The problem:
Your task is to copy the listing exactly. Drop any pictures from the copy.

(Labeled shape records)
──────
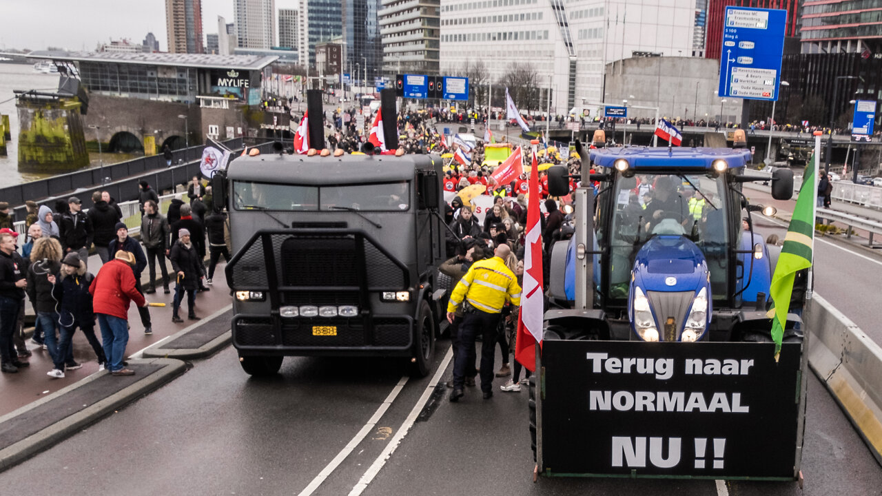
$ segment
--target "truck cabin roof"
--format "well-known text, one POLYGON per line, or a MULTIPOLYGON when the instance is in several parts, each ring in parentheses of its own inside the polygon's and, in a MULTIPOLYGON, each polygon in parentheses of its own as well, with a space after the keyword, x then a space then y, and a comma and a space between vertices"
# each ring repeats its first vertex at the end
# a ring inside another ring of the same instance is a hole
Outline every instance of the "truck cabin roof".
POLYGON ((679 169, 688 172, 712 170, 714 162, 724 161, 726 169, 744 169, 751 160, 749 150, 732 148, 680 148, 632 147, 591 150, 591 162, 598 167, 615 168, 624 159, 633 173, 659 169, 679 169))
POLYGON ((312 156, 260 154, 238 157, 229 163, 227 177, 260 183, 304 185, 362 184, 408 181, 415 170, 441 175, 441 159, 433 155, 312 156))

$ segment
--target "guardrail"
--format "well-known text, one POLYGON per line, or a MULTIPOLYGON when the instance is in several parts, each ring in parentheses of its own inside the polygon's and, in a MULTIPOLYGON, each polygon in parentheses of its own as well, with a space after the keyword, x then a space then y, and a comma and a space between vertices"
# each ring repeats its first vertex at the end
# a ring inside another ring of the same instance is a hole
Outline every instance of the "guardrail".
POLYGON ((809 366, 882 463, 882 348, 829 302, 806 302, 809 366))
──────
Output:
$ segment
--target "truck cabin roof"
--format "well-known text, one POLYGON per line, or a MULTIPOLYGON when the instance is in several parts, each ring in parentheses of its own inside the polygon's and, in a MULTIPOLYGON, each polygon in parentheses of its own as well, with a space after the keyword, x then a space then y, and a comma and a space between vertices"
# each ring repeats its first vertex at the end
# a ring inside another ring of the same instance is a hole
Outline every instance of the "truck cabin roof".
POLYGON ((679 169, 688 172, 712 170, 714 162, 724 161, 726 169, 744 169, 751 160, 749 150, 732 148, 680 148, 632 147, 591 150, 591 162, 598 167, 615 168, 624 159, 633 173, 659 169, 679 169))
POLYGON ((312 156, 260 154, 238 157, 229 163, 227 177, 260 183, 304 185, 362 184, 408 181, 415 170, 441 175, 441 159, 433 155, 312 156))

$ segment
--target "guardrail"
--format "well-known text, one POLYGON per line, or a MULTIPOLYGON when the instance is in several parts, each ring in parentheses of its own inside the polygon's and, in a MULTIPOLYGON, each polygon in parentheses of its own as well, with a space after the keyword, x then a space then y, and a comma and a space between vertices"
# each ring repeats its first vertex at the end
# a ring inside another ring of the same instance is a hole
Outline every instance of the "guardrail".
POLYGON ((809 366, 882 463, 882 348, 829 302, 806 302, 809 366))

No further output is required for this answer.